Problem statement:
Work through the records below and copy every line that includes "metal".

Records excerpted from a collection:
+++

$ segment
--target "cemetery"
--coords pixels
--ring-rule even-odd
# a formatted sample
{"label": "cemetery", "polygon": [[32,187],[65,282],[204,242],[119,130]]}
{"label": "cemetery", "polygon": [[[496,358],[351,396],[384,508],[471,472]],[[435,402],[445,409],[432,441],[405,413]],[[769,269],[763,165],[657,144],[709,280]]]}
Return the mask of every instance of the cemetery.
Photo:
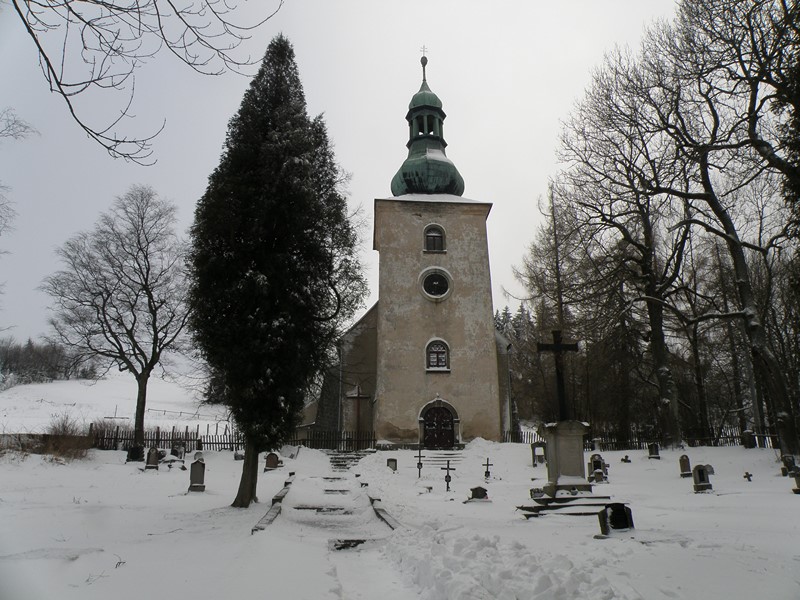
{"label": "cemetery", "polygon": [[798,597],[800,477],[776,451],[579,447],[551,496],[539,457],[553,447],[477,439],[337,471],[322,451],[276,449],[248,509],[230,507],[231,449],[160,447],[150,469],[122,450],[6,451],[0,597],[133,600],[142,582],[198,598]]}

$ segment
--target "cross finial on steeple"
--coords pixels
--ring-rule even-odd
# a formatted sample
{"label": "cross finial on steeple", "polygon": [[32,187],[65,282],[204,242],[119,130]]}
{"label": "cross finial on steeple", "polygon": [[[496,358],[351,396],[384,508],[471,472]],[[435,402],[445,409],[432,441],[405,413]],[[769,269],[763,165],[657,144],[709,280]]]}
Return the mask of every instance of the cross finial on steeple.
{"label": "cross finial on steeple", "polygon": [[422,48],[419,49],[422,52],[422,58],[419,59],[419,62],[422,63],[422,81],[426,81],[425,79],[425,67],[428,65],[428,57],[425,56],[425,53],[428,51],[428,47],[423,45]]}

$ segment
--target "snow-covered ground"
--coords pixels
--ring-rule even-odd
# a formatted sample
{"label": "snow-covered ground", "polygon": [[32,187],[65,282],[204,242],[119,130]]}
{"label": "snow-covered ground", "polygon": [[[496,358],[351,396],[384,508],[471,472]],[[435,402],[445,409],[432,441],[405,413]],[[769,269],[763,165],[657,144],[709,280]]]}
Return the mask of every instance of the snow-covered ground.
{"label": "snow-covered ground", "polygon": [[[41,398],[78,402],[69,385],[49,385],[58,392],[26,386],[36,390],[27,399],[22,388],[0,394],[0,414],[32,430],[42,423],[24,407],[42,412]],[[193,410],[170,394],[179,412]],[[89,420],[123,403],[110,389],[101,407],[82,397]],[[800,495],[780,476],[773,451],[688,448],[692,465],[714,467],[713,491],[703,494],[679,476],[681,452],[662,451],[660,461],[645,452],[602,454],[609,483],[595,492],[628,502],[636,525],[609,539],[594,537],[595,517],[525,520],[516,506],[531,503],[529,489],[545,469],[531,466],[522,444],[470,443],[453,465],[449,493],[438,465],[426,464],[417,478],[412,451],[376,453],[338,474],[324,454],[304,448],[260,475],[261,502],[249,509],[229,506],[242,464],[230,452],[205,453],[203,493],[187,492],[188,472],[143,472],[122,452],[92,451],[68,464],[5,453],[0,600],[800,598]],[[631,463],[620,462],[624,454]],[[396,473],[388,458],[397,459]],[[290,471],[281,514],[251,535]],[[478,485],[491,501],[464,503]],[[377,519],[369,495],[399,529]],[[332,541],[356,538],[368,541],[340,550]]]}

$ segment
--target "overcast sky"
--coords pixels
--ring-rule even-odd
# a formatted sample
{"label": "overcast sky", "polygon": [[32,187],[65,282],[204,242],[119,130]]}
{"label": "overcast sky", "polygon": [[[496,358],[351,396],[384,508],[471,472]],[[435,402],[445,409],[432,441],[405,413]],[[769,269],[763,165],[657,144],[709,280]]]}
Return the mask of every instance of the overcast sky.
{"label": "overcast sky", "polygon": [[[246,18],[271,0],[251,1]],[[537,201],[557,171],[560,122],[586,87],[592,69],[615,44],[638,47],[643,28],[671,18],[673,0],[287,0],[245,50],[263,55],[280,32],[294,45],[309,112],[324,113],[336,156],[352,174],[353,207],[367,220],[362,257],[372,297],[374,198],[407,155],[405,114],[419,89],[420,48],[428,83],[447,113],[447,155],[465,181],[464,196],[494,204],[488,220],[495,308],[524,292],[514,281],[540,223]],[[47,333],[48,298],[37,290],[59,268],[55,248],[90,229],[114,197],[132,184],[153,186],[179,207],[180,227],[218,163],[227,123],[249,80],[197,75],[161,53],[137,71],[137,132],[166,120],[154,144],[154,166],[110,158],[68,118],[50,94],[33,45],[0,0],[0,108],[12,107],[39,134],[0,144],[0,182],[11,189],[14,231],[0,238],[0,326],[24,341]],[[92,102],[118,106],[121,96]]]}

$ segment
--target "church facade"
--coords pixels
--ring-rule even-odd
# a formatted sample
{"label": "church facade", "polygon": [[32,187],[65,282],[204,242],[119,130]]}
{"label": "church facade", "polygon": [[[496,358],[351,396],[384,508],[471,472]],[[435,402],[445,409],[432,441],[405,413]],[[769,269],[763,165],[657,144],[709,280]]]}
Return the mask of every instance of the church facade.
{"label": "church facade", "polygon": [[375,200],[378,301],[343,336],[315,426],[379,444],[450,448],[511,429],[508,342],[494,328],[489,202],[462,196],[445,113],[428,87],[409,104],[408,158]]}

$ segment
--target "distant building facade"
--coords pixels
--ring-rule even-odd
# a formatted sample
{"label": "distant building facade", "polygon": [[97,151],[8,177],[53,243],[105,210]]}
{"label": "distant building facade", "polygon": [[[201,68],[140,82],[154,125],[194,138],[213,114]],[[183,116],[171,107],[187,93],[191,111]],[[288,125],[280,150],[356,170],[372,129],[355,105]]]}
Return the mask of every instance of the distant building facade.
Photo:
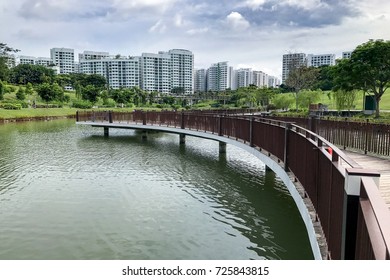
{"label": "distant building facade", "polygon": [[112,89],[140,86],[140,57],[82,58],[79,71],[105,77],[108,87]]}
{"label": "distant building facade", "polygon": [[332,66],[336,64],[335,54],[308,54],[307,66],[308,67],[320,67],[320,66]]}
{"label": "distant building facade", "polygon": [[352,52],[343,52],[341,58],[351,58]]}
{"label": "distant building facade", "polygon": [[74,73],[74,49],[52,48],[50,58],[60,68],[60,74]]}
{"label": "distant building facade", "polygon": [[207,70],[207,91],[225,91],[231,88],[233,68],[228,62],[214,63]]}
{"label": "distant building facade", "polygon": [[206,89],[206,69],[196,69],[194,74],[194,92],[205,92]]}
{"label": "distant building facade", "polygon": [[294,67],[307,65],[306,54],[304,53],[289,53],[283,55],[282,61],[282,83],[284,84],[288,78],[290,70]]}
{"label": "distant building facade", "polygon": [[185,95],[194,93],[194,55],[191,51],[173,49],[170,55],[171,91]]}

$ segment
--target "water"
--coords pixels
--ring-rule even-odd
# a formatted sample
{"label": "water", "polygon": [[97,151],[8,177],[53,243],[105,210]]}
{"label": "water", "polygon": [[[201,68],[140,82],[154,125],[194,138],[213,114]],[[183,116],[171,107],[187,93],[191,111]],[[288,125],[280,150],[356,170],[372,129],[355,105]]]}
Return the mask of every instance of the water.
{"label": "water", "polygon": [[283,183],[177,135],[0,125],[0,259],[310,259]]}

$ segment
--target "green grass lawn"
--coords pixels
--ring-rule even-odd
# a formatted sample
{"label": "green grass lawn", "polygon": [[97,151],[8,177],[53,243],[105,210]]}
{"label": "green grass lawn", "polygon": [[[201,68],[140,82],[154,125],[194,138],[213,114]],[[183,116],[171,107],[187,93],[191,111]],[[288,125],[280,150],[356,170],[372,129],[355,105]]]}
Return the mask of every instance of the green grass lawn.
{"label": "green grass lawn", "polygon": [[4,110],[0,109],[0,119],[16,119],[16,118],[37,118],[37,117],[65,117],[76,114],[77,109],[74,108],[55,108],[55,109],[32,109],[24,108],[21,110]]}
{"label": "green grass lawn", "polygon": [[[363,91],[359,91],[355,101],[355,110],[363,110]],[[328,92],[324,92],[321,96],[319,103],[328,105],[330,110],[337,110],[336,103],[333,99],[332,93],[330,93],[331,99],[328,97]],[[390,89],[385,92],[379,103],[381,110],[390,110]]]}

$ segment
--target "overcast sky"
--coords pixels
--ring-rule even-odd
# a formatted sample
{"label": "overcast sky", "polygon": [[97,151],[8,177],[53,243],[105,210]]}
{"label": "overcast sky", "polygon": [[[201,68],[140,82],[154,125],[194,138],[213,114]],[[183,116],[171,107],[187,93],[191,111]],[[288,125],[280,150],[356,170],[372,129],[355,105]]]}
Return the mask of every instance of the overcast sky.
{"label": "overcast sky", "polygon": [[353,50],[390,39],[388,0],[0,0],[0,42],[138,56],[174,48],[195,68],[228,61],[281,76],[282,55]]}

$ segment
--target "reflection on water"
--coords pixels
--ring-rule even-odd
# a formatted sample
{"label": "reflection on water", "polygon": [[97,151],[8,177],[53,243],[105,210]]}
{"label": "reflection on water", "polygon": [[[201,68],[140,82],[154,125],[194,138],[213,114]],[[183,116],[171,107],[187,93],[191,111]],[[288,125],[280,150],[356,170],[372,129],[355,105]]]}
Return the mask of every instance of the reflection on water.
{"label": "reflection on water", "polygon": [[0,126],[0,259],[307,259],[286,188],[248,153],[73,121]]}

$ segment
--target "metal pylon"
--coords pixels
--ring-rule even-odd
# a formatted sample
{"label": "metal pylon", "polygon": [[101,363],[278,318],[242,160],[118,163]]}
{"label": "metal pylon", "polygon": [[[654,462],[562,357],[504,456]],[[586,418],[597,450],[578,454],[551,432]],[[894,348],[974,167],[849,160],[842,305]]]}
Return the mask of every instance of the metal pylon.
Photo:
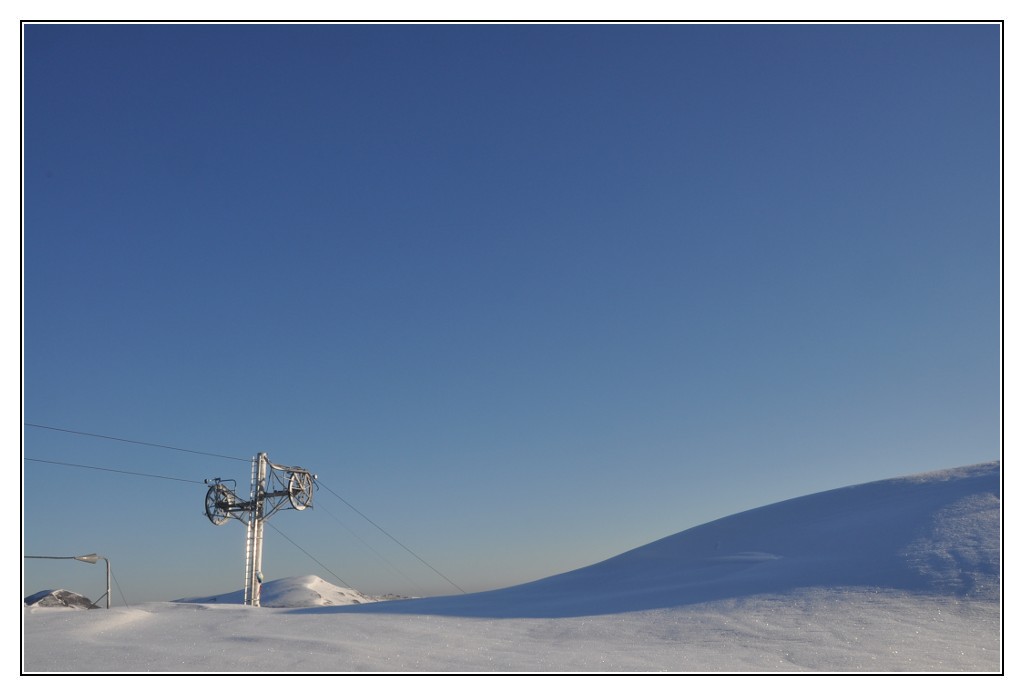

+++

Result:
--target "metal pylon"
{"label": "metal pylon", "polygon": [[101,363],[278,318],[242,160],[118,163]]}
{"label": "metal pylon", "polygon": [[[654,462],[562,357],[504,456]],[[586,418],[597,450],[578,454],[551,432]],[[894,348],[974,167],[849,160],[842,305]]]}
Return the mask of every instance of the metal pylon.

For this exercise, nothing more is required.